TO-DO LIST:
1. Write out every sentence in the timeshare forum excerpt that ends with a question mark.
2. Answer these questions from the timeshare forum excerpt, one per line:
(a) Which timeshare does the first writer expect "he" to love?
(b) On what date did dioxide45 post?
(c) In which month is dioxide45 probably planning the trip?
3. Quote the stretch of the timeshare forum excerpt from "You're right about" through "(Jan 29, 2012)".

SELECTED TEXT:
···
He's not looking to drop big bucks on high priced restaurants either.  He's happy if I'm happy and we're spending relaxing times together away from the day-to-day responsibilities of life.   I know he's going to love the Orange Beach timeshare.  

You're right about trying to exchange into the Panhandle area during peak times.  I got an awesome deal on this timeshare and can't wait to sit on that gorgeous beach with my favorite person in the whole wide world.

Thank you, Tom, for your input.  I value it because "sitting on a panhandle  beach or balcony overlooking the ocean is all I need for a week."


----------



## dioxide45 (Jan 29, 2012)

We are considering a trip to the Alabama coast in spring 2013. Probably in May. How is the weather this time of year? I would expect demand is fairly low in early May?

Anyone have any experience trading a 1BR or Studio Marriott gold week in to either of the two Escapes resorts? Which one is the easier trade?
···
PROVIDED RECORDS:

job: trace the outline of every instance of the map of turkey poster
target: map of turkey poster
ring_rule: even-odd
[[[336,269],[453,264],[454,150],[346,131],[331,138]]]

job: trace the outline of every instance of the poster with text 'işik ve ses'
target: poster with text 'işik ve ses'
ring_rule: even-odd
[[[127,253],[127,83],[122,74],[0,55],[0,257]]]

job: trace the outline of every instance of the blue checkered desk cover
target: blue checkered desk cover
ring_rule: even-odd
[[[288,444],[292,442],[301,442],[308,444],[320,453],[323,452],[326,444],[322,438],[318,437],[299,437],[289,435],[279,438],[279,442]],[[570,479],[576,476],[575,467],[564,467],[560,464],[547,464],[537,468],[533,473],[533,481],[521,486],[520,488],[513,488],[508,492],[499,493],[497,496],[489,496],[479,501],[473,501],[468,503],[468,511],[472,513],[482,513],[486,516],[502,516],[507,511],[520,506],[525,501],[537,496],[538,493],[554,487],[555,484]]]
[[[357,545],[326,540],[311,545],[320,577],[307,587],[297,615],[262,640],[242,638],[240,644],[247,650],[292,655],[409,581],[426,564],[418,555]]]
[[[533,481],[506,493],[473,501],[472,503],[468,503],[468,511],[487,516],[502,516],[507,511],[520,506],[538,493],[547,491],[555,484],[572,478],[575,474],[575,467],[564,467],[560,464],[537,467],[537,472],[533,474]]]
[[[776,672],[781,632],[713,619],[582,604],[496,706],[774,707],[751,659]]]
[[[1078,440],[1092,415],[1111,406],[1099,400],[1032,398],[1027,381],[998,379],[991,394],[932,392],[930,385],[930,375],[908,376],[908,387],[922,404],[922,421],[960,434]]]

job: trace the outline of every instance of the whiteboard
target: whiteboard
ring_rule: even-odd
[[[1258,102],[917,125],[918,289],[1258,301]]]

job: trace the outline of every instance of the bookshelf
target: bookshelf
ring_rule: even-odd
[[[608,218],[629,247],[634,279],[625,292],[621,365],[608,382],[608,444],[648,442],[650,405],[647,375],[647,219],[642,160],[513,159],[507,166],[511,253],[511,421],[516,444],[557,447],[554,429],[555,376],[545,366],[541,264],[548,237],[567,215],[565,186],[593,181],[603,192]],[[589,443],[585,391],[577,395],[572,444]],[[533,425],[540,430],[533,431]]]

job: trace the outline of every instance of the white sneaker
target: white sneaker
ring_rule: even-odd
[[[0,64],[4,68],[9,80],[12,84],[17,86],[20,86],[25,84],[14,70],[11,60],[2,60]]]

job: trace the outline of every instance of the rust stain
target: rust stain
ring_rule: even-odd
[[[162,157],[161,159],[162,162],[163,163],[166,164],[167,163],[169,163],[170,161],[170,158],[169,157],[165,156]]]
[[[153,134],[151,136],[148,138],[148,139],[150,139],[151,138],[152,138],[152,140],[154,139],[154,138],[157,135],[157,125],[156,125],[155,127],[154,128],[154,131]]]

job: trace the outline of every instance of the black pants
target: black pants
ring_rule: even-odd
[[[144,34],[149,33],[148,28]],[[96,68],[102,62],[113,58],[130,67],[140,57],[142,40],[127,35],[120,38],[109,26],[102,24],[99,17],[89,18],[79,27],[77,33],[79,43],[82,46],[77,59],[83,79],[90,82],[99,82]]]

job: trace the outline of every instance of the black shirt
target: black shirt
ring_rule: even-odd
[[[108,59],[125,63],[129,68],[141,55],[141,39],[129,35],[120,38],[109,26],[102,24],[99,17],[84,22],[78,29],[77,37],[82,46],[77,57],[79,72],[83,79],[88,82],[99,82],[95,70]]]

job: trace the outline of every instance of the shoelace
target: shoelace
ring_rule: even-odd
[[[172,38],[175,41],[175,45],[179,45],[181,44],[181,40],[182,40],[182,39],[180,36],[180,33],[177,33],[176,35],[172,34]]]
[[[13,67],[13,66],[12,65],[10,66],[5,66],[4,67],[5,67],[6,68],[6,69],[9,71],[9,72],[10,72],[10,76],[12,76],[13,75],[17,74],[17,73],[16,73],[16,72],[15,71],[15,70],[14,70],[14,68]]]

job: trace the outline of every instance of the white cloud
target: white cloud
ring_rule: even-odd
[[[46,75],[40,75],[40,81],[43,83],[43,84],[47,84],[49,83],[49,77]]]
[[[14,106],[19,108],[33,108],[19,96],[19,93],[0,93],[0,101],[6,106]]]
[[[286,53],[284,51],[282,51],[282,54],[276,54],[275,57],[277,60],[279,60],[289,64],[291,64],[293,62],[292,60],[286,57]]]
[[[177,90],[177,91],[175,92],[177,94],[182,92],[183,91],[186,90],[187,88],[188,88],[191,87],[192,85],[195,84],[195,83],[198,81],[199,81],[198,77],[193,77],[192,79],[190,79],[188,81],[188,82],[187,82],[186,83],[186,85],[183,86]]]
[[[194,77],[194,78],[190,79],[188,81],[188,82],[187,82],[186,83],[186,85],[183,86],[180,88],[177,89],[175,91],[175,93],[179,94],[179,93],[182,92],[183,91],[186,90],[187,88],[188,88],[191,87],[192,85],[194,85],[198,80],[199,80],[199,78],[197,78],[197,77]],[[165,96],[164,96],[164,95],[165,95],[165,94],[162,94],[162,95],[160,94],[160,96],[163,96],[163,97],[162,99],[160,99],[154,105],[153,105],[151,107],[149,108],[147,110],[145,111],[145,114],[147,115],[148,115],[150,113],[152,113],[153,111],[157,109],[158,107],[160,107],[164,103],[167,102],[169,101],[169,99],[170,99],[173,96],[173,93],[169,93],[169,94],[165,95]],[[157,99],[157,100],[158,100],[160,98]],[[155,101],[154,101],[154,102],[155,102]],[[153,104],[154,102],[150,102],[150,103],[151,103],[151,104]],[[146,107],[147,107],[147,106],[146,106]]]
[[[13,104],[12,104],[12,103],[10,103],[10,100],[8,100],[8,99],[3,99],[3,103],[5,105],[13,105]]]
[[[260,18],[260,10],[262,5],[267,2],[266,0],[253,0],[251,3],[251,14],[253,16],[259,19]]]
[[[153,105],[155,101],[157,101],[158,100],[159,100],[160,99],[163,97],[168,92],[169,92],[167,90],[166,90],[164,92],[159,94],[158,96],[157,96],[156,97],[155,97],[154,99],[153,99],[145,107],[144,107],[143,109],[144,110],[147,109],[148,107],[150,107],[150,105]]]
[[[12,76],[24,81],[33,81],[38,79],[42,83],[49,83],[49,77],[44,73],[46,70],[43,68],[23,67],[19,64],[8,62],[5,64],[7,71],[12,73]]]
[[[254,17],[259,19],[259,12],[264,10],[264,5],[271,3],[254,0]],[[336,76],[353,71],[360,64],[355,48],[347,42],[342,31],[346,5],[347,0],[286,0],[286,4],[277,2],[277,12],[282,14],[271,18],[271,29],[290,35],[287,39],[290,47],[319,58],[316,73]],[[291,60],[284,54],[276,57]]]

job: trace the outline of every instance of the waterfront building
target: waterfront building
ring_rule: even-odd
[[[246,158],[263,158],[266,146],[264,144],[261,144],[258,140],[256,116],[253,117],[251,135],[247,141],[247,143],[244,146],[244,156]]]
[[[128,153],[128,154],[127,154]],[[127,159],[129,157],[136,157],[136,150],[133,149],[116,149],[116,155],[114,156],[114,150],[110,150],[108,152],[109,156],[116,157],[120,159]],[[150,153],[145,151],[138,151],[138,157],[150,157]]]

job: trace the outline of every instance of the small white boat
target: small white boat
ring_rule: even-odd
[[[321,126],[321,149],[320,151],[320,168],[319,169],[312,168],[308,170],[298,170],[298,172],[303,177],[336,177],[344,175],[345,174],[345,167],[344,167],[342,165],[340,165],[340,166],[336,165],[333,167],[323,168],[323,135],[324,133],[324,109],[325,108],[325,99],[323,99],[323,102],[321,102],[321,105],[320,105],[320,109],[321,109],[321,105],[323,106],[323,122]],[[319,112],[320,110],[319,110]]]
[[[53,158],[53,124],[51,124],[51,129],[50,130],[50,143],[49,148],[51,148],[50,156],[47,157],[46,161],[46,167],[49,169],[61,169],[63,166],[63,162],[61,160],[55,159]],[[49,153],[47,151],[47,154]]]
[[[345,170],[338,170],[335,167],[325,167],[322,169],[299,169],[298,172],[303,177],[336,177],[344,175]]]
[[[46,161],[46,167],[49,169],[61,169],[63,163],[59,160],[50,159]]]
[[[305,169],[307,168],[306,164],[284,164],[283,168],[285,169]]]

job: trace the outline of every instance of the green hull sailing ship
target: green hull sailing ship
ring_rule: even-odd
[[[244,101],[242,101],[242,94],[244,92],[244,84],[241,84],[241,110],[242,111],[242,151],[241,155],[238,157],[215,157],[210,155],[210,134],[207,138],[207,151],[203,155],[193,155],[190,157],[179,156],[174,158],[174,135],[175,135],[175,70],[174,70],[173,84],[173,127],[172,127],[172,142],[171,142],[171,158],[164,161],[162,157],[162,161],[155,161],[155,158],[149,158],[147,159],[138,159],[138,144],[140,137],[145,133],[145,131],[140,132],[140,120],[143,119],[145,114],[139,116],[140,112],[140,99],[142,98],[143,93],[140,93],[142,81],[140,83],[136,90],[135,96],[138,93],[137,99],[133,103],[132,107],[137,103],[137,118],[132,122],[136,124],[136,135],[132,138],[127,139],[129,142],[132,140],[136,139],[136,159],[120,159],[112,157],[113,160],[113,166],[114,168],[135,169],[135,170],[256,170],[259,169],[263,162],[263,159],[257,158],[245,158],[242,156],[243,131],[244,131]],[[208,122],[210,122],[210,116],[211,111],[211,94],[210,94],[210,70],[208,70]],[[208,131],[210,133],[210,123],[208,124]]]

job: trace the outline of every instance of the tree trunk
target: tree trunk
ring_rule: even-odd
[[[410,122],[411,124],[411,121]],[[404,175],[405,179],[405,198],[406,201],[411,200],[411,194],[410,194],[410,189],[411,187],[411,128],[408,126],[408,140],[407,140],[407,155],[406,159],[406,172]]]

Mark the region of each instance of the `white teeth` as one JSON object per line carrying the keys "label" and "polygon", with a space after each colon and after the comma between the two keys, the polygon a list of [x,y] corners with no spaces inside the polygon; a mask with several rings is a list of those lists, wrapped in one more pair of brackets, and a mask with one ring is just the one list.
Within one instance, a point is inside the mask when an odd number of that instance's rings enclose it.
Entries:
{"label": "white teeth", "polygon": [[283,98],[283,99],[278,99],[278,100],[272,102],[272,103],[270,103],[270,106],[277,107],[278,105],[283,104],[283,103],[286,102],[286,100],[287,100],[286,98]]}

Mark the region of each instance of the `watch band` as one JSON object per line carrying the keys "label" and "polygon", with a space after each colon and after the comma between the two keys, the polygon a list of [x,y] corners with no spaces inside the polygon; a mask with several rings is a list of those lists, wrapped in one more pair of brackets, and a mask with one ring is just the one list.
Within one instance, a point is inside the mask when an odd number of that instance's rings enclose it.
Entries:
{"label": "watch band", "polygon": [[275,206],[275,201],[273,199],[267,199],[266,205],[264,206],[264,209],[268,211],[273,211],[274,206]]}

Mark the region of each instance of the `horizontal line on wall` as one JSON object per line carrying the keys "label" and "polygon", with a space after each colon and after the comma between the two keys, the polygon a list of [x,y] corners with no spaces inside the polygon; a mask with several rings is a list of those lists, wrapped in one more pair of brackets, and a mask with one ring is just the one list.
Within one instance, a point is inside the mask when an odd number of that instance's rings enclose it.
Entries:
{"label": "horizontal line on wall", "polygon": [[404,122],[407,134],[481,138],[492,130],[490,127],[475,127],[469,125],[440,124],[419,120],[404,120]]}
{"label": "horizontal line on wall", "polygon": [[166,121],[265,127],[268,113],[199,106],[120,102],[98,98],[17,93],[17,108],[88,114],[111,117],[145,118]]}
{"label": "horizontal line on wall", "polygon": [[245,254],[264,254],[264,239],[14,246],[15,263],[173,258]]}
···
THE REPLIES:
1.
- How is the weather this time of year?
- I would expect demand is fairly low in early May?
- Anyone have any experience trading a 1BR or Studio Marriott gold week in to either of the two Escapes resorts?
- Which one is the easier trade?

2.
(a) The Orange Beach timeshare
(b) Jan 29, 2012
(c) May

3.
You're right about trying to exchange into the Panhandle area during peak times.  I got an awesome deal on this timeshare and can't wait to sit on that gorgeous beach with my favorite person in the whole wide world.

Thank you, Tom, for your input.  I value it because "sitting on a panhandle  beach or balcony overlooking the ocean is all I need for a week."


----------



## dioxide45 (Jan 29, 2012)